• The tasks:
• A. Render the sentence "They load what they want and haul it off." from the scrapping thread in Spanish.
• B. Reproduce the passage of the scrapping thread starting at "When we got" and ending at "propane tanks etc...".

• Excerpt to read:
------------------------------------------------
As it stands I'm of the opinion that the time it takes to scrap things outweights the reward for scrapping. Could be that the scrapyard in my area doesn't offer great rates to begin with. Or that I am clueless to the benefits of it. Or both. We have some relatives that junk metal regularly, so we've been letting them come to the job and pilfer around all the crap that's to be removed for whatever they think they can scrap. They load what they want and haul it off. Saves us having to load some stuff, saves room on the trailers, and it doesn't cost us anything for them to take it. I like hearing the success stories, but I'm still leary of trying it myself, and CLH's story is exactly what I'm afraid will happen.


----------



## hammerhead (Apr 26, 2012)

scrapping pays for my golf addiction


----------



## Racerx (Aug 29, 2012)

RServant said:


> I've been having a little debate with myself about scrapping lately. I've never junked anything really other than copper, so I'm not savvy with scrapping to begin with.
> 
> As it stands I'm of the opinion that the time it takes to scrap things outweights the reward for scrapping. Could be that the scrapyard in my area doesn't offer great rates to begin with. Or that I am clueless to the benefits of it. Or both. We have some relatives that junk metal regularly, so we've been letting them come to the job and pilfer around all the crap that's to be removed for whatever they think they can scrap. They load what they want and haul it off. Saves us having to load some stuff, saves room on the trailers, and it doesn't cost us anything for them to take it. I like hearing the success stories, but I'm still leary of trying it myself, and *CLH's story is exactly what I'm afraid will happen*.


What you have a *hot 21 yr old* working for you too?...I'm doing something wrong....LOL


----------



## RServant (Jul 13, 2013)

Racerx said:


> What you have a *hot 21 yr old* working for you too?...I'm doing something wrong....LOL


I've been known to play dress up on occasion.


----------



## Cleanupman (Nov 23, 2012)

RServant said:


> I've been having a little debate with myself about scrapping lately. I've never junked anything really other than copper, so I'm not savvy with scrapping to begin with.
> 
> As it stands I'm of the opinion that the time it takes to scrap things outweights the reward for scrapping. Could be that the scrapyard in my area doesn't offer great rates to begin with. Or that I am clueless to the benefits of it. Or both. We have some relatives that junk metal regularly, so we've been letting them come to the job and pilfer around all the crap that's to be removed for whatever they think they can scrap. They load what they want and haul it off. Saves us having to load some stuff, saves room on the trailers, and it doesn't cost us anything for them to take it. I like hearing the success stories, but I'm still leary of trying it myself, and CLH's story is exactly what I'm afraid will happen.


When we got started in the industry I saw that this could be a revenue stream and at one of our administrative company meetings we decided that we would include this in our training. So we came up with the method we use...The metal is separated as things are loaded, we just incorporated things into our procedures. We also have a yard so we had the storage capacity to have containers brought in and make better deals for the money with places like Western Metals. It's part of our system now. anything we can get $$$ for, wire, copper, batteries, aluminum, brass, old propane tanks etc...
If it is done correctly all the extra labor becomes very managible. One other thing we also do is pennies...we are on our fifth 5 gallon water bottle...when we fill a bottle we have a company event...BBQ, or if around a holiday...be surprised at what it does for the employee moral...
------------------------------------------------
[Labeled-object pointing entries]
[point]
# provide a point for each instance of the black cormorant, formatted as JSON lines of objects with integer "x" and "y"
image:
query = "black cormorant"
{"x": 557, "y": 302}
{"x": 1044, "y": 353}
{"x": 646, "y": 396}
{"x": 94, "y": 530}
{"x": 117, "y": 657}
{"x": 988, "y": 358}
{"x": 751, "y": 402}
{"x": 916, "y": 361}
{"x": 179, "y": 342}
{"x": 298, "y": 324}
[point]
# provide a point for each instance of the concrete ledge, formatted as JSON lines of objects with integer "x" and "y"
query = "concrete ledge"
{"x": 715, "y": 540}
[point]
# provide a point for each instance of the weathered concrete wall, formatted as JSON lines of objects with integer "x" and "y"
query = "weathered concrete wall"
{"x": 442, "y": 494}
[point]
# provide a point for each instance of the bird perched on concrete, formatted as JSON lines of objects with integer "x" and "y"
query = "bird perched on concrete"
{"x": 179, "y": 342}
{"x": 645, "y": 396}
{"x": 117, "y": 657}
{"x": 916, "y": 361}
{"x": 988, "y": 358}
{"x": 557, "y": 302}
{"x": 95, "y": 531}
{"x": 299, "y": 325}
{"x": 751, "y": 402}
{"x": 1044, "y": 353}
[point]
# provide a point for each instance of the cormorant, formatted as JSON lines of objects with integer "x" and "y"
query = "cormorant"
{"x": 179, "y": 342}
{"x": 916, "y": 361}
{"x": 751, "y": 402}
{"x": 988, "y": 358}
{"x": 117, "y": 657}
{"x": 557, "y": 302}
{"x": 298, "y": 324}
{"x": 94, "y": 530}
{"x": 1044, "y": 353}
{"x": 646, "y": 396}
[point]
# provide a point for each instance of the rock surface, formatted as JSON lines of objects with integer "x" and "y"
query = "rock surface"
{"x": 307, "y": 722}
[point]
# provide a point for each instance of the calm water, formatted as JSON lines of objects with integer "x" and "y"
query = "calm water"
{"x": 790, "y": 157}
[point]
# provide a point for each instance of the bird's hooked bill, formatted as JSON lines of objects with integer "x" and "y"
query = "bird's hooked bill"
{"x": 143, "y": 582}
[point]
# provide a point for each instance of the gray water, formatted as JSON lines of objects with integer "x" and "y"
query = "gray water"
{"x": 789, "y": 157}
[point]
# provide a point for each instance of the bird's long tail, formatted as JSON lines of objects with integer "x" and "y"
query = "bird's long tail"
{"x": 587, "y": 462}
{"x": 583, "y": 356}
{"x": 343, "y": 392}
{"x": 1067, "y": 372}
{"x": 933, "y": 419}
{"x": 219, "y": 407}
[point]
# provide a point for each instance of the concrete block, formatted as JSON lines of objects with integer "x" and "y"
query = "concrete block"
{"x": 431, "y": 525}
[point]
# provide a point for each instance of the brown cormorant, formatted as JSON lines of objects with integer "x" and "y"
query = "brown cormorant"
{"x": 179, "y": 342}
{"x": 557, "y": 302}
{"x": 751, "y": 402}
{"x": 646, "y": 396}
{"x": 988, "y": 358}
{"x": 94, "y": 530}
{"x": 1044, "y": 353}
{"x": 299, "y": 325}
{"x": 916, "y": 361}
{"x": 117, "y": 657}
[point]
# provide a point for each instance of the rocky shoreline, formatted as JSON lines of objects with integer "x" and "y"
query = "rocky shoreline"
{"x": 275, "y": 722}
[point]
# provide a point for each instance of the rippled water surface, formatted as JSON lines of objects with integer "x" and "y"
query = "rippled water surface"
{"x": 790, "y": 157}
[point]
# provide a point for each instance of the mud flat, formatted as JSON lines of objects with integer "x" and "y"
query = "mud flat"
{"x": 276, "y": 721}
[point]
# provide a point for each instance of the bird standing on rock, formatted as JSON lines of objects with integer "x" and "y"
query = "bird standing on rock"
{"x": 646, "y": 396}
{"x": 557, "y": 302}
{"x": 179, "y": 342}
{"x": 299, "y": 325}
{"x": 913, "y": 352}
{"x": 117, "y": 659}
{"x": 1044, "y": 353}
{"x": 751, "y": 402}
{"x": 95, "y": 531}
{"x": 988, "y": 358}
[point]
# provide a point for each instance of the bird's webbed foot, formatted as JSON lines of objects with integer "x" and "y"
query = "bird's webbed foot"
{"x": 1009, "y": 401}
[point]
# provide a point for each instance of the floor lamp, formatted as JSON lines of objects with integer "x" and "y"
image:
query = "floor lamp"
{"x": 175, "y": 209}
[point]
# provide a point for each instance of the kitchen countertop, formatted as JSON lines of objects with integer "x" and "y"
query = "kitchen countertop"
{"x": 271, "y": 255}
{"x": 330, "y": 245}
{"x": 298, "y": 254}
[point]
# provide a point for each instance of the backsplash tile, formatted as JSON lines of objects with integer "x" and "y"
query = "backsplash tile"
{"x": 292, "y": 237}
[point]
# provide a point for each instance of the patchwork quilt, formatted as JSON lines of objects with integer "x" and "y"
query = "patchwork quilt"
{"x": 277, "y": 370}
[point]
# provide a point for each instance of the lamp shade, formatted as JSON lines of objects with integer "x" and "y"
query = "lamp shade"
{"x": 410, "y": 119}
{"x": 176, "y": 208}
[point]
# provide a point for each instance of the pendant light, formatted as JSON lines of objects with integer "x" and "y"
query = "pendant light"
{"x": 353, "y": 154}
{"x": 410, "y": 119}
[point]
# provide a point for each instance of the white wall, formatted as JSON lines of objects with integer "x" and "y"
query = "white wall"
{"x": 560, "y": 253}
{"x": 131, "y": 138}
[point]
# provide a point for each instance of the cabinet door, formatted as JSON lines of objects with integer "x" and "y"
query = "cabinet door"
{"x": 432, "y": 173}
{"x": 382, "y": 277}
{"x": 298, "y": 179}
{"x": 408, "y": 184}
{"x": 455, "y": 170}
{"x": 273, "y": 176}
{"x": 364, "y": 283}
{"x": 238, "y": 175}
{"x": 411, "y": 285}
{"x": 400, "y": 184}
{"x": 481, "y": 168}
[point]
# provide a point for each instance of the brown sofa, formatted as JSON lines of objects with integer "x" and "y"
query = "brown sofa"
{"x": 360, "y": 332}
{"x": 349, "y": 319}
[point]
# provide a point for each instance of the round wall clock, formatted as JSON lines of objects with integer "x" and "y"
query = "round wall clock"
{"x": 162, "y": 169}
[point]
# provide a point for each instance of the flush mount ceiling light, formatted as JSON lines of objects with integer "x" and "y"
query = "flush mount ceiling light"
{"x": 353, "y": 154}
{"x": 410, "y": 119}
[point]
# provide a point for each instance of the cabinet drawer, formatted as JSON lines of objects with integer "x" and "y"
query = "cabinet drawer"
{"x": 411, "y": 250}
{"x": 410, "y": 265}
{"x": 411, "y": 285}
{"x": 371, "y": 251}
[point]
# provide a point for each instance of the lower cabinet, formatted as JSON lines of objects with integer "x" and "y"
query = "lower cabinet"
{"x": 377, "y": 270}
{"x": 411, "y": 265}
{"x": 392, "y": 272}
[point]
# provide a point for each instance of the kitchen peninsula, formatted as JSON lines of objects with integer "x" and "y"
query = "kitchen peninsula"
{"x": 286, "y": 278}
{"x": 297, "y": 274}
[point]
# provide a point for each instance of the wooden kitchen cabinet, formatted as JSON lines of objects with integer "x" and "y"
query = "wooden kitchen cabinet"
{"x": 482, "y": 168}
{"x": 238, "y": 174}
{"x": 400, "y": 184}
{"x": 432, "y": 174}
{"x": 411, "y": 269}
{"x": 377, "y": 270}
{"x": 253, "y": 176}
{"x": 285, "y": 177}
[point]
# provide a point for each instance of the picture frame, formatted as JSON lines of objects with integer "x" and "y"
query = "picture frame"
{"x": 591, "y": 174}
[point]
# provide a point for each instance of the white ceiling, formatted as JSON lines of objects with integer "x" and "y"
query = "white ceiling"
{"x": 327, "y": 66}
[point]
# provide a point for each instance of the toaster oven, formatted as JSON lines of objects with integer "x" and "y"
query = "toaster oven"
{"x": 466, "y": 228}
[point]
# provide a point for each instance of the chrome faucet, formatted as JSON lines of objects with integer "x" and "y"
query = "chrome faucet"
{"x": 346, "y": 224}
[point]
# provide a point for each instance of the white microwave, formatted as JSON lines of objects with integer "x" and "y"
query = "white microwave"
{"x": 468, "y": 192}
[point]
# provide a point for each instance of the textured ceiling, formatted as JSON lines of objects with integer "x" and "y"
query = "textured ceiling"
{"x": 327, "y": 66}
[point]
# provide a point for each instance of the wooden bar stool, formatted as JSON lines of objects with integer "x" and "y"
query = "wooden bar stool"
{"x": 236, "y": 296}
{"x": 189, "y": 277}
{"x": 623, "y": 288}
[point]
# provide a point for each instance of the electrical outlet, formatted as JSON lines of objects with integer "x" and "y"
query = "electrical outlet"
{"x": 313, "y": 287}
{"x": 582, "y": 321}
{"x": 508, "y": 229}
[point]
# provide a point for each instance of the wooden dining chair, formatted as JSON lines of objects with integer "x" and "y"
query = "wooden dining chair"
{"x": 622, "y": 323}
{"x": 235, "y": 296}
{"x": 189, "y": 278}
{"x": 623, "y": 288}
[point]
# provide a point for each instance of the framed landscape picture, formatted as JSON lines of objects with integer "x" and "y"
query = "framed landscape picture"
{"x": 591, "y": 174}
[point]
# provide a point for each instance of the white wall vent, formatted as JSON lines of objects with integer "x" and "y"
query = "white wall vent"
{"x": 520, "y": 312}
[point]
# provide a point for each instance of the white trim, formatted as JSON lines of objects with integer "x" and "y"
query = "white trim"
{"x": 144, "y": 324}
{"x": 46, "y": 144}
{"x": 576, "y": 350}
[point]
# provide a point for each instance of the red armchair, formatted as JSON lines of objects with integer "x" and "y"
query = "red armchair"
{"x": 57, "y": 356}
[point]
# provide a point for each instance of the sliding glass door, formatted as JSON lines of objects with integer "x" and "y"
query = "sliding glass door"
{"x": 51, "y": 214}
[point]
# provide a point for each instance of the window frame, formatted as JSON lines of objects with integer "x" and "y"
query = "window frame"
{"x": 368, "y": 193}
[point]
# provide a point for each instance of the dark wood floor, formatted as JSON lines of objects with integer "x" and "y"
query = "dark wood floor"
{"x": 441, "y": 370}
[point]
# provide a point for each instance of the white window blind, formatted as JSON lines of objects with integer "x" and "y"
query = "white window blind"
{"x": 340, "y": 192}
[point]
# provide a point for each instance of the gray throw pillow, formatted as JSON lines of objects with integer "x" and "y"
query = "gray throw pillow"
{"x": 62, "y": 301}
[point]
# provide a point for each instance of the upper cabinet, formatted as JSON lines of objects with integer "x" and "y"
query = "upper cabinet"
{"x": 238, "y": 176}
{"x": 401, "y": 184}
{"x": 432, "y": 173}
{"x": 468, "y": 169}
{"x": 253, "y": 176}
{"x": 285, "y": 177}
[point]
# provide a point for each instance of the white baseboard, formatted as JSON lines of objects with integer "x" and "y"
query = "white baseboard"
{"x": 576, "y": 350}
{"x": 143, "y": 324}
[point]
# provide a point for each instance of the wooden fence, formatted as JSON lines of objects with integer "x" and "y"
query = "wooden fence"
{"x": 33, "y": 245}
------------------------------------------------
• Set of answers:
• A. Cargan lo que quieren y se lo llevan.

• B.
When we got started in the industry I saw that this could be a revenue stream and at one of our administrative company meetings we decided that we would include this in our training. So we came up with the method we use...The metal is separated as things are loaded, we just incorporated things into our procedures. We also have a yard so we had the storage capacity to have containers brought in and make better deals for the money with places like Western Metals. It's part of our system now. anything we can get $$$ for, wire, copper, batteries, aluminum, brass, old propane tanks etc...